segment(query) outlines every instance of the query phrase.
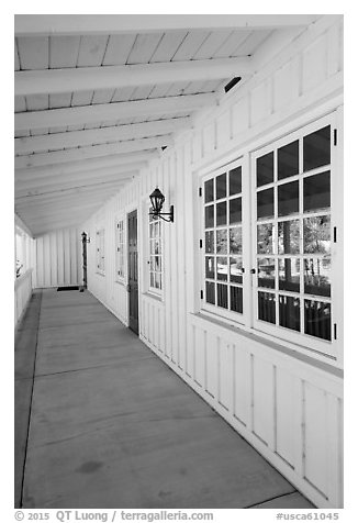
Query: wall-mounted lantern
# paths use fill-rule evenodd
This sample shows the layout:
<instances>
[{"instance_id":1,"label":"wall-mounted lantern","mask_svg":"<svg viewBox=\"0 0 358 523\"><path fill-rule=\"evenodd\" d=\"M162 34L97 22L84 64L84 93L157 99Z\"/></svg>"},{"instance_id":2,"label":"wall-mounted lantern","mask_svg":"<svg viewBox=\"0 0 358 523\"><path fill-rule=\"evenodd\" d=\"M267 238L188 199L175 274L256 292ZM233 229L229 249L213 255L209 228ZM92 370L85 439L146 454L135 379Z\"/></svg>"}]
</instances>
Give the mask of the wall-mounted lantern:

Work to be completed
Can you put all of the material above into a numbered list, one line per entry, with blank lines and the pictures left out?

Response
1. segment(query) outlines every instance of the query phrase.
2. Query: wall-mounted lantern
3. # paths use fill-rule evenodd
4. This sample shows the layout:
5. <instances>
6. [{"instance_id":1,"label":"wall-mounted lantern","mask_svg":"<svg viewBox=\"0 0 358 523\"><path fill-rule=\"evenodd\" d=\"M162 34L97 22L84 64L84 93L157 99Z\"/></svg>"},{"instance_id":2,"label":"wall-mounted lantern","mask_svg":"<svg viewBox=\"0 0 358 523\"><path fill-rule=\"evenodd\" d=\"M267 238L188 199L175 274L256 292ZM233 229L229 249L213 255L209 228ZM92 370L85 439L146 454L135 379Z\"/></svg>"}]
7. </instances>
8. Give the mask of the wall-mounted lantern:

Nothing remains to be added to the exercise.